Please count the lines in the entries below that contain the word "white" and give only that number.
— begin TASK DATA —
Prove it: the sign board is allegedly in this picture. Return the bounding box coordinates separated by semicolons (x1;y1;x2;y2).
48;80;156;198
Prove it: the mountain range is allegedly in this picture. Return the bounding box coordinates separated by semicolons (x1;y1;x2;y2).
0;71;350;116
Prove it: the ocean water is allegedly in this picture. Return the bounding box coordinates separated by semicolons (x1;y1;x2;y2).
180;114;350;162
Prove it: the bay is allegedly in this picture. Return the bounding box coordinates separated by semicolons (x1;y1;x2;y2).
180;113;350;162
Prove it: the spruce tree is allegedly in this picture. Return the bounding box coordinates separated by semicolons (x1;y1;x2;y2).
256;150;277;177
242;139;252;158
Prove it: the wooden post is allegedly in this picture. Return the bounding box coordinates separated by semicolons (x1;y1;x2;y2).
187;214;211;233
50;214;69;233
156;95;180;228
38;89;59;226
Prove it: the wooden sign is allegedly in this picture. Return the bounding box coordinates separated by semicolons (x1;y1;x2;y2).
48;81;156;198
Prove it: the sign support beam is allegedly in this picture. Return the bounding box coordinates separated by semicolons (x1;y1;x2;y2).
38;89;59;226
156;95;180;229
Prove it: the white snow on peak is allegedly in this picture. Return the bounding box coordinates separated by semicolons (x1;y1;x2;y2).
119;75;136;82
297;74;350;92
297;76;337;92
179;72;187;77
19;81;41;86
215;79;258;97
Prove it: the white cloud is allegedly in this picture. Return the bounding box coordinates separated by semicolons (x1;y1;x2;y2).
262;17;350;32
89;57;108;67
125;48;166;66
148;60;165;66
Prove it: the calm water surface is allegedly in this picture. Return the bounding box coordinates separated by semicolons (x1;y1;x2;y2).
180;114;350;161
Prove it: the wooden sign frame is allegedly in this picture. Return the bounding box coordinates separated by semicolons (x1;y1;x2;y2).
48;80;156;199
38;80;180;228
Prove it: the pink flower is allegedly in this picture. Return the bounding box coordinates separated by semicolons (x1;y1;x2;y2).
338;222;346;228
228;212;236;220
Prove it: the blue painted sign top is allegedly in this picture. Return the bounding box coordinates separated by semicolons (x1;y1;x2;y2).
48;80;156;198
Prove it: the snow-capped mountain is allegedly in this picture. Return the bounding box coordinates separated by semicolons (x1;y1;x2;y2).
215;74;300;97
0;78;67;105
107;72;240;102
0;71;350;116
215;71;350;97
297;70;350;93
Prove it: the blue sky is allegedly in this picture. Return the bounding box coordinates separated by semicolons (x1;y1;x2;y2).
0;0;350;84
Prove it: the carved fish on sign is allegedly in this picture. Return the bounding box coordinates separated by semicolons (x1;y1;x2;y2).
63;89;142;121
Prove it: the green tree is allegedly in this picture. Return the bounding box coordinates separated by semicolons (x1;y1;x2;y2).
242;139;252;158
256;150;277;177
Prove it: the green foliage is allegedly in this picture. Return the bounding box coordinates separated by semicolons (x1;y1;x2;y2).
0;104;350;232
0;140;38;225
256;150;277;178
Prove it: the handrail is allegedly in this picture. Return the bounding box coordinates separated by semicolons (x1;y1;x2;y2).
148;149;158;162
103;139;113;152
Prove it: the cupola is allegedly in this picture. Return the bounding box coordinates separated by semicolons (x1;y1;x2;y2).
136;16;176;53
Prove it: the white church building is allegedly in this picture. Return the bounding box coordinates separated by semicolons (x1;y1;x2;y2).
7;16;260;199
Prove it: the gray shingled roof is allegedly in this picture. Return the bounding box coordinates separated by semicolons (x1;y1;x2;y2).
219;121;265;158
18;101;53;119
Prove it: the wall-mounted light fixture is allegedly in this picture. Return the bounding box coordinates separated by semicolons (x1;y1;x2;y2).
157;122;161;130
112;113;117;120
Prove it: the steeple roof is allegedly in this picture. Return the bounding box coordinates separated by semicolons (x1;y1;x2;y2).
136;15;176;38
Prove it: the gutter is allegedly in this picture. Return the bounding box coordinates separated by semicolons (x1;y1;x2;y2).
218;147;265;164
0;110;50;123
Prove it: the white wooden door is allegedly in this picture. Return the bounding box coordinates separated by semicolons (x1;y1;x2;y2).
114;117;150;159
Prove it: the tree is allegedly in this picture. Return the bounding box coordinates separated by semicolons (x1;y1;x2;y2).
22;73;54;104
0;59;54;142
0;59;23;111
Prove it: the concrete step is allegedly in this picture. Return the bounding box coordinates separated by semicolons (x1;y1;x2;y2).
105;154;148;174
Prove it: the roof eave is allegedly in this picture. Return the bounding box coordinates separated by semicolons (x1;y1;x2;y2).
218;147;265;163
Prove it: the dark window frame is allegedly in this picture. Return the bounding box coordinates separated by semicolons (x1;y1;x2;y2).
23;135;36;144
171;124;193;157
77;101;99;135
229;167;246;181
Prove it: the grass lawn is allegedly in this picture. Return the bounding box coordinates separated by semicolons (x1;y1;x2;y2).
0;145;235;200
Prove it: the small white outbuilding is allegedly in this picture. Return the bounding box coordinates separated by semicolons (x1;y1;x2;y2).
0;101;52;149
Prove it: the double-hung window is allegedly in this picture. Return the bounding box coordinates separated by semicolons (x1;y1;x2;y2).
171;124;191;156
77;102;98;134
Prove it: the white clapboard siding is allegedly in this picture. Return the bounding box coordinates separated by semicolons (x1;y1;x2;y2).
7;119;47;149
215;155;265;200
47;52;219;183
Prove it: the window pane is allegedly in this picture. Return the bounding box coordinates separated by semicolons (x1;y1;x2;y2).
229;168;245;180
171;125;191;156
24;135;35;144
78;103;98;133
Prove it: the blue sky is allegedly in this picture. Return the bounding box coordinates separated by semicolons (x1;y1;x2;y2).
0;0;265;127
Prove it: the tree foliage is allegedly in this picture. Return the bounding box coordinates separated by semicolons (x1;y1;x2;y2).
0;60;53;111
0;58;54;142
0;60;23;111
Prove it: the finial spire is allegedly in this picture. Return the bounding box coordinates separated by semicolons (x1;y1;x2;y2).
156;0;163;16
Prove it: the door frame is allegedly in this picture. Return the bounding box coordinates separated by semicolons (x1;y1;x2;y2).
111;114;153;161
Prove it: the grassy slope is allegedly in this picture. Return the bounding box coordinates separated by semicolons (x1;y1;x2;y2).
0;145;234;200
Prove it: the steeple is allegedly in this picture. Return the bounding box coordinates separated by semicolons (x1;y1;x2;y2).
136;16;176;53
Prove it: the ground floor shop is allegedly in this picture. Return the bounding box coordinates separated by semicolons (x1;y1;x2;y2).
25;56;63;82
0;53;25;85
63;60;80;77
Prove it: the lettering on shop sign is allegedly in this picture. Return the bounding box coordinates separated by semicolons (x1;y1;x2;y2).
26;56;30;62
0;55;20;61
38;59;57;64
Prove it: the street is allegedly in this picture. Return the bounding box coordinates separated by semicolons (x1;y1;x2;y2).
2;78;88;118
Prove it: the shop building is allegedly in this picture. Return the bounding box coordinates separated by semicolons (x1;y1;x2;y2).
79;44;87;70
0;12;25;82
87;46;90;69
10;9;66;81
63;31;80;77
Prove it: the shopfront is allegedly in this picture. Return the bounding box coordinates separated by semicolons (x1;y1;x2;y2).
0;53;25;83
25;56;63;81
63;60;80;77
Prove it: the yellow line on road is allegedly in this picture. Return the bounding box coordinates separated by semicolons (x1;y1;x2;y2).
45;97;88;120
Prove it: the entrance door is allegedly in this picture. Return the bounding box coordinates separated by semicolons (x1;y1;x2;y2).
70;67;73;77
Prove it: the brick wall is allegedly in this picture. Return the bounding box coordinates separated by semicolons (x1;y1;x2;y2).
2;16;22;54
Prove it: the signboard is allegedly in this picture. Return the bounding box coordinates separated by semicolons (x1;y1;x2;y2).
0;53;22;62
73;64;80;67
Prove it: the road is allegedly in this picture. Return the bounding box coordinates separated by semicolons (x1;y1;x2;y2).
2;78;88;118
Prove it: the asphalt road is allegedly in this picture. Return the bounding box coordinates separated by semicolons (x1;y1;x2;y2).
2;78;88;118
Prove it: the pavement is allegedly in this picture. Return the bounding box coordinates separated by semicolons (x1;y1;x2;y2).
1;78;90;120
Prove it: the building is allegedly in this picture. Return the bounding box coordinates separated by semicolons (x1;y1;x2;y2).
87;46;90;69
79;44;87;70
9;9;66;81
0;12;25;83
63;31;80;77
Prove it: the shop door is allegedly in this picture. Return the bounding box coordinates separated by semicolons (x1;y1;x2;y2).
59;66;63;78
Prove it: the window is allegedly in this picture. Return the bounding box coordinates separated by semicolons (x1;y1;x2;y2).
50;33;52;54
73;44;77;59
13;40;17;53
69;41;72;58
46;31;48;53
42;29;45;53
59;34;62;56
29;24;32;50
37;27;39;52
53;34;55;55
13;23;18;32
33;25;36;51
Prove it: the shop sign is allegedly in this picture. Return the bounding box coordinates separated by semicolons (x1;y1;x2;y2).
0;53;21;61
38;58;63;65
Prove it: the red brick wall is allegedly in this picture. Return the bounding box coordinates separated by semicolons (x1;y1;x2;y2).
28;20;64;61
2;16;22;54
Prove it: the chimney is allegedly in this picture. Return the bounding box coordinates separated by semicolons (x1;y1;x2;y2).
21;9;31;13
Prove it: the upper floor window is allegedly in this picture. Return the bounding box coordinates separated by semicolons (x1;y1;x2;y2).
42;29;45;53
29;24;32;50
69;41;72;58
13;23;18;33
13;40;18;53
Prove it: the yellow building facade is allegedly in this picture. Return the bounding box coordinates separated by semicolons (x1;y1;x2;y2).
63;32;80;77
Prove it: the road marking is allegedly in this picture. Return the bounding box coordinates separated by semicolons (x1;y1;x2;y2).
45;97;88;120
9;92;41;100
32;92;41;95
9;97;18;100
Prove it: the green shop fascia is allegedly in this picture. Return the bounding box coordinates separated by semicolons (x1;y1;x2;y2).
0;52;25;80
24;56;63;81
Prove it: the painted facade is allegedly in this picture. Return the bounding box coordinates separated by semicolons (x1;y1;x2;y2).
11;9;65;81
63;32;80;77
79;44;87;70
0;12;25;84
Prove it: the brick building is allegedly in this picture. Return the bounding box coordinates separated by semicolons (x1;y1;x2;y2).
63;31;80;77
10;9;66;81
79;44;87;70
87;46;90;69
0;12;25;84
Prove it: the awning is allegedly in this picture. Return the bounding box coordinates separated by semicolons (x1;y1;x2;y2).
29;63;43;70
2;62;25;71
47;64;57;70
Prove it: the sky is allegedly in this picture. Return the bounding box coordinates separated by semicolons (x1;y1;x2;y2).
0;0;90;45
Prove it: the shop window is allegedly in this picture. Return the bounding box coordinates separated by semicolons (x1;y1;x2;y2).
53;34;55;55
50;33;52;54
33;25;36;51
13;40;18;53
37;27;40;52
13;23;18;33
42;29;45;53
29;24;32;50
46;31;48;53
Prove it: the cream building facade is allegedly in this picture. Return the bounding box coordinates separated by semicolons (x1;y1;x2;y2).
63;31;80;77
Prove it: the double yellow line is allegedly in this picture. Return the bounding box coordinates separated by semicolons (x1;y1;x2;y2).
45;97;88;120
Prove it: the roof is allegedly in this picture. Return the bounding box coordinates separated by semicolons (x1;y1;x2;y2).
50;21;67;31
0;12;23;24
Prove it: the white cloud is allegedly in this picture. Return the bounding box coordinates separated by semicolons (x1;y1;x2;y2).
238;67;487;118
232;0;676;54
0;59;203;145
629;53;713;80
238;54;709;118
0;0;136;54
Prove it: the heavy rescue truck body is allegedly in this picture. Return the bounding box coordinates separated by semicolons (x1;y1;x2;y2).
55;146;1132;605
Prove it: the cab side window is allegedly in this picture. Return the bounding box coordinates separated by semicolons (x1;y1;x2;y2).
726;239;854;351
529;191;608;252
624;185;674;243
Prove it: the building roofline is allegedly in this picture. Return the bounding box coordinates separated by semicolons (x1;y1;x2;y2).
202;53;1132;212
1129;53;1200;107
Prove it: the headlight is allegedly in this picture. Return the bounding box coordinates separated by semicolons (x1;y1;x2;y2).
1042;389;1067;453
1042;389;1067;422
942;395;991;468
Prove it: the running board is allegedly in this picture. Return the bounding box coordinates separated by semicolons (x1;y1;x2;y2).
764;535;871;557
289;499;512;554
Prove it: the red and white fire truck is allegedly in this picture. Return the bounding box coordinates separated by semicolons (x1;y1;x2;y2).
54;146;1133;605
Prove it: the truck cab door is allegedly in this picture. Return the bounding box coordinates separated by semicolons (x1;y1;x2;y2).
— end TASK DATA —
■ EXERCISE RESPONSE ■
8